(Records supplied)

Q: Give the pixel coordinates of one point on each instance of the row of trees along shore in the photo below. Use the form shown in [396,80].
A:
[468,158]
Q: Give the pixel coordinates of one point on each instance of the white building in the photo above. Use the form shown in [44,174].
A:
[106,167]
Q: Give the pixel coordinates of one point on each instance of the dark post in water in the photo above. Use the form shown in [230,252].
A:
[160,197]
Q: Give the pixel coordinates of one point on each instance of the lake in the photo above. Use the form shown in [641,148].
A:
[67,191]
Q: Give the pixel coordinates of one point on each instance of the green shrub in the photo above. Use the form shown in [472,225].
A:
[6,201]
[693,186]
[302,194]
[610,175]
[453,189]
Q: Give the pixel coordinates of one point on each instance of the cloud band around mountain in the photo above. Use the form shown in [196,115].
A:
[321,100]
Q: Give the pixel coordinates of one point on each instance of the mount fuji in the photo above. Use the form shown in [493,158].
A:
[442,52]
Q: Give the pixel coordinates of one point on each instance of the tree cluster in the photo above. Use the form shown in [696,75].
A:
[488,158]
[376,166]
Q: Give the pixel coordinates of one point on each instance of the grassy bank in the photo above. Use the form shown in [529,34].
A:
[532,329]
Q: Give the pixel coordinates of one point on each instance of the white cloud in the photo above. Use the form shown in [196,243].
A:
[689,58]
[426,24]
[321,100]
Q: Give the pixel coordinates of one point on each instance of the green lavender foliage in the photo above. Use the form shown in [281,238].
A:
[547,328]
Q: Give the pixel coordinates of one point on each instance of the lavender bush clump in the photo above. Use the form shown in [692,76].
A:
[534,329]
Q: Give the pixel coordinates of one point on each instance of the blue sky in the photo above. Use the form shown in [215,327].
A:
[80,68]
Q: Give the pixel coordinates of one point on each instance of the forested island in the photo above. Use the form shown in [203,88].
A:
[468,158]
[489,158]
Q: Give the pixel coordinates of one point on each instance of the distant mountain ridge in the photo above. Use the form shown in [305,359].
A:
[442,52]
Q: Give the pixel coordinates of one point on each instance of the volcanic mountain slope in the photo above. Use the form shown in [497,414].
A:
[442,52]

(End Records supplied)
(Records supplied)

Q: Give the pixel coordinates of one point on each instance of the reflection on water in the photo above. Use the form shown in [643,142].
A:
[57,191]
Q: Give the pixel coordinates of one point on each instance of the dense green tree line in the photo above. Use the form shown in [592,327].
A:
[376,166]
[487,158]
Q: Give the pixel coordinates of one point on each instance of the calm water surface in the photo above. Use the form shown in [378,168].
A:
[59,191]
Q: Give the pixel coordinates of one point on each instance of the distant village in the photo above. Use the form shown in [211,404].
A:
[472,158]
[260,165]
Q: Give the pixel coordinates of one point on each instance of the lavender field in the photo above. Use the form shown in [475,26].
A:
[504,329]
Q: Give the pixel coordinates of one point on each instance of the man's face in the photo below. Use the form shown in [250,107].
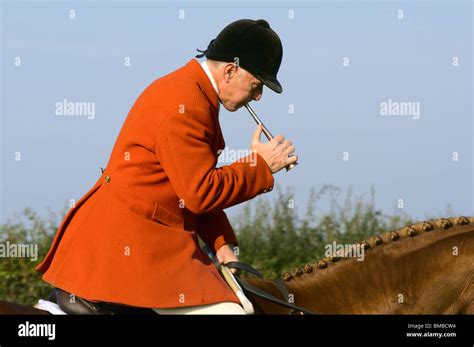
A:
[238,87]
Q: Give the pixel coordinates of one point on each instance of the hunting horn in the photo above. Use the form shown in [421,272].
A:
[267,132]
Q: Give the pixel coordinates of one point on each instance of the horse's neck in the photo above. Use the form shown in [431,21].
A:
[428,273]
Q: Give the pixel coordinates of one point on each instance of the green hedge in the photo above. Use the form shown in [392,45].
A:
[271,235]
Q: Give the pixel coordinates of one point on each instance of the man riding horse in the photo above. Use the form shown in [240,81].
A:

(End Records supplied)
(Records supplied)

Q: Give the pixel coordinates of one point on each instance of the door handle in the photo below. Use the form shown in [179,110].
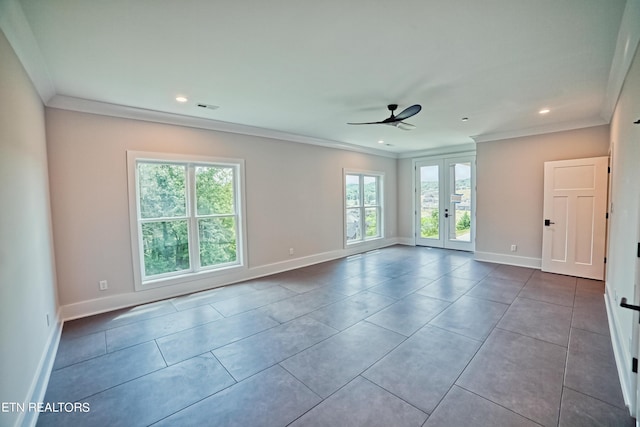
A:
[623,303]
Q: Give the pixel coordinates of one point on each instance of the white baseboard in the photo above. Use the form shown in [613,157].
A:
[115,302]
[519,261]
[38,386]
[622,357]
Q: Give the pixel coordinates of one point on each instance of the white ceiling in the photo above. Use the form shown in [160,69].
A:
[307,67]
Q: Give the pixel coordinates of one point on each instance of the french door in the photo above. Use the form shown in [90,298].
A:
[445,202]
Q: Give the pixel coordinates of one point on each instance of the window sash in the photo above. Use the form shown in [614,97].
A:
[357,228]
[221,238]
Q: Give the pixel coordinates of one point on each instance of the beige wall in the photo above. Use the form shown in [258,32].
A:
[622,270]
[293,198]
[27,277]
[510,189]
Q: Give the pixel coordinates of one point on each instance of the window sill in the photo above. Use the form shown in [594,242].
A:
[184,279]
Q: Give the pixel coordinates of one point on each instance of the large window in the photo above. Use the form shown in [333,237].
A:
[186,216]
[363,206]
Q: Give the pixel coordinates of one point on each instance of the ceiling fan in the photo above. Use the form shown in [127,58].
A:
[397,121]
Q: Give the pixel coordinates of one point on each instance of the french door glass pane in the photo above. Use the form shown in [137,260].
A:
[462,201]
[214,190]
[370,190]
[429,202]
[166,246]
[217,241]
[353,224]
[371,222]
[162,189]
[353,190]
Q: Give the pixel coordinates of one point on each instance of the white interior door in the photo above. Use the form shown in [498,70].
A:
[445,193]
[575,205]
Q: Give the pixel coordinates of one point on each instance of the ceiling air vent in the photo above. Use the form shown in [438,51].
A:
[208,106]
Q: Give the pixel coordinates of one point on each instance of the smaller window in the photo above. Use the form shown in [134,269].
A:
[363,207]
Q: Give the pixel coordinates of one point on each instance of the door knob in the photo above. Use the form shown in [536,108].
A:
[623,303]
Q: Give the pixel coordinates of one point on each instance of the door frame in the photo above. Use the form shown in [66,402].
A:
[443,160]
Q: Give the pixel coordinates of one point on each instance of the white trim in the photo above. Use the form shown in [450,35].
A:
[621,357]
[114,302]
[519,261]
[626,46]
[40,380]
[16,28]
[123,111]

(End Records supplied)

About this task:
Find the string "below" in the listing and copy every line in which it occurs.

Output:
Q: Give the pixel coordinates of one point on each instance of the row of trees along shore in the photo below. Use the form shown in [396,80].
Q: Give the pixel coordinates of one point on each instance of the man's face in the photo below. Use the form shown in [250,107].
Q: Give the pixel coordinates of one point on each instance of the door handle in the photo below. Use the form shown in [179,110].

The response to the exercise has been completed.